Alıntı Metin -
------------------------

İngiliz Muhafazakar Parti milletvekili ve eski bakanlardan John Hayes, ülkede hızla tırmanan şiddet olayları ve terör saldırılarıyla mücadele amacıyla 1965 yılında kaldırılan ‘idam cezası’nın parlamento da yeniden görüşülmesini istedi.
Hayes, idam cezasının 2017’de Westminster’daki terör saldırını gerçekleştirerek 5 kişinin ölümü ve 50’den fazla kişinin yaralanmasına neden olan Khalid Masood için ‘‘en uygun ceza’’ olacağı görüşünü savunuyor.

------------------------

Veri Bölümü -
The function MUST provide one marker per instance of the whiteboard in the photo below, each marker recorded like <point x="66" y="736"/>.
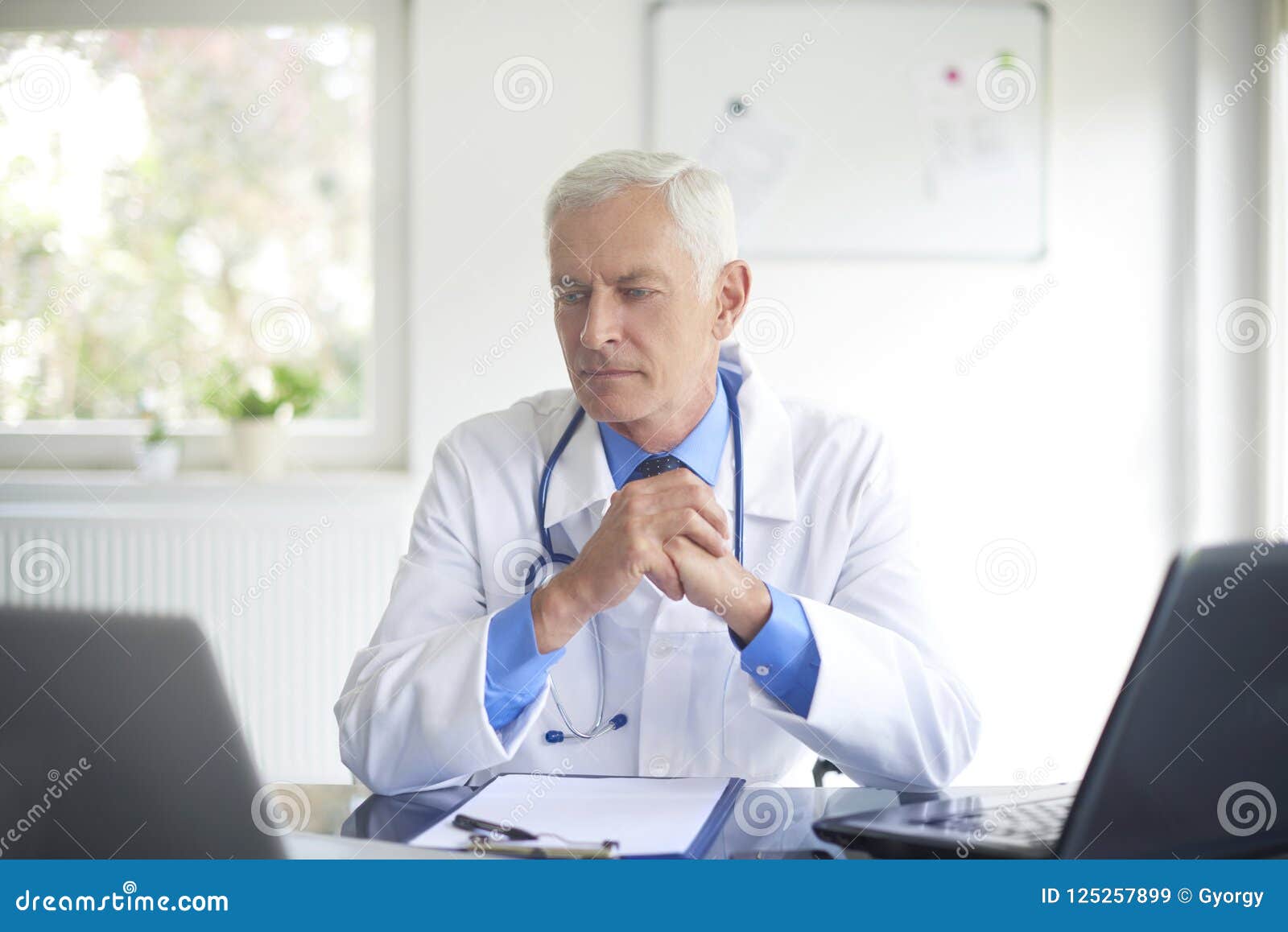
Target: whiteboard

------------------------

Yapılacaklar -
1. İdam cezası haberinde "İngiliz Muhafazakar Parti" ile başlayıp "olacağı görüşünü savunuyor." ile biten kısmı hiçbir değişiklik yapmadan kopyalayın.
2. İdam cezası haberine göre idam cezası hangi yılda kaldırılmıştır?
Malzemenin idam cezası haberiyle herhangi bir bağlantısı yoktur.

Görevlere Göre Çözümler -
1.
İngiliz Muhafazakar Parti milletvekili ve eski bakanlardan John Hayes, ülkede hızla tırmanan şiddet olayları ve terör saldırılarıyla mücadele amacıyla 1965 yılında kaldırılan ‘idam cezası’nın parlamento da yeniden görüşülmesini istedi.
Hayes, idam cezasının 2017’de Westminster’daki terör saldırını gerçekleştirerek 5 kişinin ölümü ve 50’den fazla kişinin yaralanmasına neden olan Khalid Masood için ‘‘en uygun ceza’’ olacağı görüşünü savunuyor.

2. İdam cezası 1965 yılında kaldırılmıştır.